___ Exercise data
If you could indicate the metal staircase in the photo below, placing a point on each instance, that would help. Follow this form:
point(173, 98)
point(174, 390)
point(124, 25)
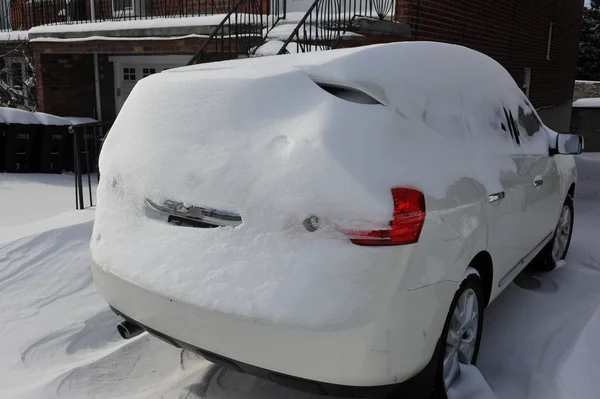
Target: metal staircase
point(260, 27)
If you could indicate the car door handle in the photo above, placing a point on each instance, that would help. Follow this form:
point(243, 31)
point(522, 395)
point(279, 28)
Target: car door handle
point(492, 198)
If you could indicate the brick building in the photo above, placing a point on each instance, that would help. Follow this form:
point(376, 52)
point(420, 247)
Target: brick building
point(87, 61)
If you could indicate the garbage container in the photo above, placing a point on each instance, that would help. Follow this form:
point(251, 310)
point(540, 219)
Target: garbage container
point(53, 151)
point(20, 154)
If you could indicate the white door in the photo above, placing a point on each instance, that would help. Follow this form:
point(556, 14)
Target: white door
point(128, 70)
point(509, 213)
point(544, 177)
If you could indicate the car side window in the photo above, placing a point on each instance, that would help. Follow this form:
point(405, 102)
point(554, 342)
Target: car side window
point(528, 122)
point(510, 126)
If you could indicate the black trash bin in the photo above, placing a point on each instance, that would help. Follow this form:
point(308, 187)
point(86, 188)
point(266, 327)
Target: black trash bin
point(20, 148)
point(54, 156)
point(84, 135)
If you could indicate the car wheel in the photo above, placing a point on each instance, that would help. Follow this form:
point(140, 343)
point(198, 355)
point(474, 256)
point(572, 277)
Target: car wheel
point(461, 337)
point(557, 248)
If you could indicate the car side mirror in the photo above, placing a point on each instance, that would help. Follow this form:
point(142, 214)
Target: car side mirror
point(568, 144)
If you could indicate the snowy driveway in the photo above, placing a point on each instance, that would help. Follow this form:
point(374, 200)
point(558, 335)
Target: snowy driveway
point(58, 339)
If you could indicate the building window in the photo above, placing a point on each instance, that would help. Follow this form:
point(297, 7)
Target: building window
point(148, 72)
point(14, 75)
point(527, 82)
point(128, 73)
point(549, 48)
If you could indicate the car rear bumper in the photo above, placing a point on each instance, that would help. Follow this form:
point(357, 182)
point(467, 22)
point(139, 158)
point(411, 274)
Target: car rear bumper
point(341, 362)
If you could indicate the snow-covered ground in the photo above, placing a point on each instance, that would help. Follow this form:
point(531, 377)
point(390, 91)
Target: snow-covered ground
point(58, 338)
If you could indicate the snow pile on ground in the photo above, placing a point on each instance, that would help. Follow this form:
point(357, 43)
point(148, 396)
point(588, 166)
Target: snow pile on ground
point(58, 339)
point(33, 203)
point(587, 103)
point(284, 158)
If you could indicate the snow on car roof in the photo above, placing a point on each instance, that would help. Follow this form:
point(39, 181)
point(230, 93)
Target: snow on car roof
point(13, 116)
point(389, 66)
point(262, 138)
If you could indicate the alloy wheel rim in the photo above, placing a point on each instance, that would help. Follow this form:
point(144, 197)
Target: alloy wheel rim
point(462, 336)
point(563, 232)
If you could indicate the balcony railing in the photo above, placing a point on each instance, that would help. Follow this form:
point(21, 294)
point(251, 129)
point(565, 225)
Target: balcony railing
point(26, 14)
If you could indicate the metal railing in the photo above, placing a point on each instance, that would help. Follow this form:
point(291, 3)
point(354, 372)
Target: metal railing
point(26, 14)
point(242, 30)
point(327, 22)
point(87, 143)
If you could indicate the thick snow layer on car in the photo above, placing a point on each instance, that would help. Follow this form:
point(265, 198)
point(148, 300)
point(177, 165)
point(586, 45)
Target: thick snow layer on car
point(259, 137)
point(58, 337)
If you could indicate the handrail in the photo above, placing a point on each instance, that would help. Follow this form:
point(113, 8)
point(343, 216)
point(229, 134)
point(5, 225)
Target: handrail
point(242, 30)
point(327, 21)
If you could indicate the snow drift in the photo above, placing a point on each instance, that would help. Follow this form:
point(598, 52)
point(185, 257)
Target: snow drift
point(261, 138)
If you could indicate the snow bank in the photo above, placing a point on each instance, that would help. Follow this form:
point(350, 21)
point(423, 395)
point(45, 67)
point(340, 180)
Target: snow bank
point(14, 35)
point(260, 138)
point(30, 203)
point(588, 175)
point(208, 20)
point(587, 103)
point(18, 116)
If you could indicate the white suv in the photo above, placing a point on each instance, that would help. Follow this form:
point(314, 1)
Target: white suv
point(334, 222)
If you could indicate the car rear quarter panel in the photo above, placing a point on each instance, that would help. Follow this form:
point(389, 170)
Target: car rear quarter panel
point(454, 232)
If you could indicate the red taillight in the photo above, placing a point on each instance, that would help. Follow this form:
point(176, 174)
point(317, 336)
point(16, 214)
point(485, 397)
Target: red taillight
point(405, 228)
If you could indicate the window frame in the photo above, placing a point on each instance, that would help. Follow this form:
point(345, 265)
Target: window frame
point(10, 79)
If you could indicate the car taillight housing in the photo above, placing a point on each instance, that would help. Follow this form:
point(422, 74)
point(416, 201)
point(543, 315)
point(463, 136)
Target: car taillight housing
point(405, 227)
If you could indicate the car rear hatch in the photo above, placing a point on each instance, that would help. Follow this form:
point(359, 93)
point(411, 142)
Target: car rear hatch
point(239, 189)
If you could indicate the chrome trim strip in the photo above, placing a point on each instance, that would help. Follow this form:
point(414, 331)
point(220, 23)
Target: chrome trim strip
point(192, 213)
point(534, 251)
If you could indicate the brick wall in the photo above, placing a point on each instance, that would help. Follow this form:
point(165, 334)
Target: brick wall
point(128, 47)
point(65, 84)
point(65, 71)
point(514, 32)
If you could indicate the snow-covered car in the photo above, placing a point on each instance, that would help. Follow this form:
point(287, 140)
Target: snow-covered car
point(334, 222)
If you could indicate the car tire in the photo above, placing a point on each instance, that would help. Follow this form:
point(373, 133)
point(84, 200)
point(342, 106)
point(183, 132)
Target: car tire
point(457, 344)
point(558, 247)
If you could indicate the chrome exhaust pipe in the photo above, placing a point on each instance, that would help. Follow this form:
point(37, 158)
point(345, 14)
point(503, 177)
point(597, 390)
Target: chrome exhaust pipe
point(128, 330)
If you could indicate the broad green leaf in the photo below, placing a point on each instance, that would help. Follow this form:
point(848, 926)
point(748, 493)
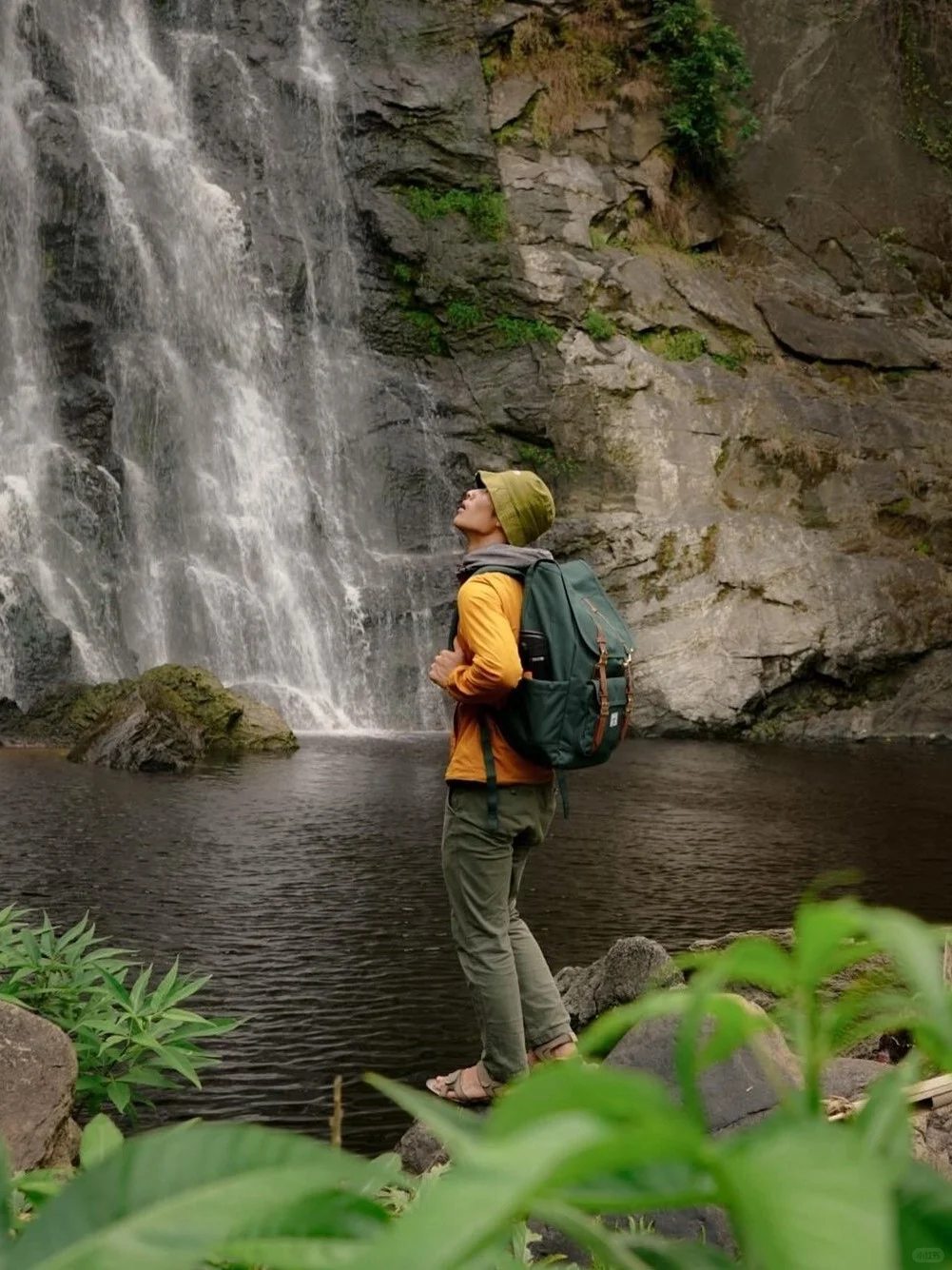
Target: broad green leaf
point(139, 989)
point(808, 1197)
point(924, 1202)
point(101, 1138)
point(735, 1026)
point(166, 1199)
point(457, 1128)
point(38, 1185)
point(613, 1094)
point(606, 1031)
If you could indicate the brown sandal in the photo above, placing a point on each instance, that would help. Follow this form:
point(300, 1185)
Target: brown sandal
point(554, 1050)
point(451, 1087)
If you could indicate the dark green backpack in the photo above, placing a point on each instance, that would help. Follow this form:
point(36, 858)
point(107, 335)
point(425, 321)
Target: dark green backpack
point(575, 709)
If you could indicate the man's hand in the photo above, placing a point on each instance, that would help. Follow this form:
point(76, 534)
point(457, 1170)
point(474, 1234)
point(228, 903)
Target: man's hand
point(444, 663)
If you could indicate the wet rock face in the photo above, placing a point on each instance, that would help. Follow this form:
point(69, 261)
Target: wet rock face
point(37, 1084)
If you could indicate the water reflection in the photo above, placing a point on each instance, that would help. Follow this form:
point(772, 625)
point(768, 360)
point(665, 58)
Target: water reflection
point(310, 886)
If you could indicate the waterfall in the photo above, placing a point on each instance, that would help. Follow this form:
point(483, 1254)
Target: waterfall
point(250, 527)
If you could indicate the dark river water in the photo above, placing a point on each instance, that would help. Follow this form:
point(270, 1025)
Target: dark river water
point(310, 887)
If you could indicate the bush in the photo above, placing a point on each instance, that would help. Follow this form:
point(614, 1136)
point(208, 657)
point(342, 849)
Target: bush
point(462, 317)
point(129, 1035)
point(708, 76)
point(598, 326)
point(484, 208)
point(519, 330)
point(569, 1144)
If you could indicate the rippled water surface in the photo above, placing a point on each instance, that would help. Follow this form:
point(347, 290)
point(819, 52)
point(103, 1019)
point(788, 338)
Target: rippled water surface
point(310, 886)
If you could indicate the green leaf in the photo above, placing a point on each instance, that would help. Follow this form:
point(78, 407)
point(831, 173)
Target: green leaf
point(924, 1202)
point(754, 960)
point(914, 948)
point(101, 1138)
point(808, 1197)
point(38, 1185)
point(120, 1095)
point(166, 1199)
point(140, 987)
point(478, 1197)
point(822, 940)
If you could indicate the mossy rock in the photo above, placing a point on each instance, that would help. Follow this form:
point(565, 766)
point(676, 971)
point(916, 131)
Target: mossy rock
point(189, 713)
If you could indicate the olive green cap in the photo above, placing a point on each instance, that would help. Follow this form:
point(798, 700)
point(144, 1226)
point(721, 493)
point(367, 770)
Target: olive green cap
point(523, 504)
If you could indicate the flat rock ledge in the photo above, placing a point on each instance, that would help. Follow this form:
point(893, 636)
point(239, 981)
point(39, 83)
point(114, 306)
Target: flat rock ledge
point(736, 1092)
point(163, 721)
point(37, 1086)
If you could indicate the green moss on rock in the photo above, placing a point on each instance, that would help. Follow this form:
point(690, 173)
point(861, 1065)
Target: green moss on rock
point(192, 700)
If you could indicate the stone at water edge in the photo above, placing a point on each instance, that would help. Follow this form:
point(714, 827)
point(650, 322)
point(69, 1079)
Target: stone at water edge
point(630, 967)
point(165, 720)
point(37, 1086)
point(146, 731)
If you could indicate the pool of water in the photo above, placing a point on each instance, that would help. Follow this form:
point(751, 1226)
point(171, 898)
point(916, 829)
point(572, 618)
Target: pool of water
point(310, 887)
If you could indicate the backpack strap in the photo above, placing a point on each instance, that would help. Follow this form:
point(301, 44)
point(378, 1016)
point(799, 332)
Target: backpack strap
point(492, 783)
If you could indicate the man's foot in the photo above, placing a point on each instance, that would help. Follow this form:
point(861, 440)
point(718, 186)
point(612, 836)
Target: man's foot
______
• _What needs to be done_: Write out the items again, starting at the line that contains "If you could indicate the alloy" and ending after the line that contains "point(563, 232)". Offset every coordinate in the answers by adding 33, and leave the requests and their format samples unchanged.

• _Expected answer_:
If you could indicate the alloy wheel rim in the photo above, placing a point on each instance, that would help. Follow this form:
point(144, 197)
Target: alloy wheel rim
point(495, 369)
point(596, 265)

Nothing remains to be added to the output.